→ **SELECTED EXTRACT**
* * * * * * * * *
Join Dreambox Collective artists Chloe Chung (Artistic Director, flute, dizi), Jolin Jiang (voice, composition) and Liz Cheung (erhu, multi-instrumentalist), and featured guest artist George Dow (Torres Strait Islander songman, multi-instrumentalist) as they share their experiences of Home from the personal to the collective. This concert is an invitation to the audience to connect in meaningful ways and reflect upon their own relationships to Home. The concert will culminate in a participatory multi-instrumental jam led by George, for which we invite you to bring your instruments, to listen, to play and to connect.

This concert is partnered with Kinchela Boys Home Aboriginal Corporation (KBHAC), to which a portion of ticket proceeds will be donated. KBHAC is a not-for-profit Aboriginal community controlled organisation established to help restore and reconstruct the identity, dignity and integrity of Aboriginal men who were forcibly removed from their families and put into the Kinchela Boys Home and to address the intergenerational trauma that adversely impacts on the lives of the men’s families and descendants. Their CEO, Dr Tiffany McComsey, joins us as guest speaker for the concert.

Dreambox artists in this project

Guest artist: George Dow

George Dow is one of the most explosive and versatile Indigenous performers in Australia today. There are few artists around with such all round skills; he is a principal dancer and didgeridoo player in traditional Aboriginal mainland culture, and a principal dancer, singer, and musician in Torres Strait Island culture, George also backs up as a contemporary dancer, and a singer/songwriter/guitarist.


George Dow’s ancestry comes from the Cape York Peninsula & Murray Island having both Islander and Aboriginal ancestry. He learned his trade in Sydney at the Aboriginal Dance Theatre in Redfern, but was taught his traditional culture from his family and elders on Murray Island.

Guest speaker: Dr Tiffany McComsey, Kinchela Boys Home Aboriginal Corporation

Tiffany completed her PhD in Social Anthropology at the University of Manchester in 2012. She examined Aboriginal community development practices in Redfern from 2005 to 2007.

She is a passionate community advocate and is a member of the Executive Committee of Just Reinvest NSW. She is CEO of the Kinchela Boys Home Aboriginal Corporation, which supports survivors of the Kinchela Aboriginal Boys Training Home, their descendants, and families.

She has spent over a decade working and conducting research with Aboriginal community members and organisations, primarily in inner city Sydney (the communities of Redfern and Waterloo).

Tiffany was the inaugural coordinator of Just Reinvest NSW and sits on the Indigenous Issues Committee of the NSW Law Society.
* * * * * * * * *
→ **COLLECTED MATERIAL**
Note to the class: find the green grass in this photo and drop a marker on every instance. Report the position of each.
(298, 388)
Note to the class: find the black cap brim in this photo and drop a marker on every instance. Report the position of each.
* * * * * * * * *
→ **WHAT TO WORK ON**
1. Retype without changes the part of the concert announcement that opens with the words containing "George Dow is" and closes with "on Murray Island.".
2. According to the concert announcement, from whom did George Dow learn his traditional culture, and where?

→ **ANSWERS BELOW**
1.
George Dow is one of the most explosive and versatile Indigenous performers in Australia today. There are few artists around with such all round skills; he is a principal dancer and didgeridoo player in traditional Aboriginal mainland culture, and a principal dancer, singer, and musician in Torres Strait Island culture, George also backs up as a contemporary dancer, and a singer/songwriter/guitarist.


George Dow’s ancestry comes from the Cape York Peninsula & Murray Island having both Islander and Aboriginal ancestry. He learned his trade in Sydney at the Aboriginal Dance Theatre in Redfern, but was taught his traditional culture from his family and elders on Murray Island.

2. From his family and elders on Murray Island.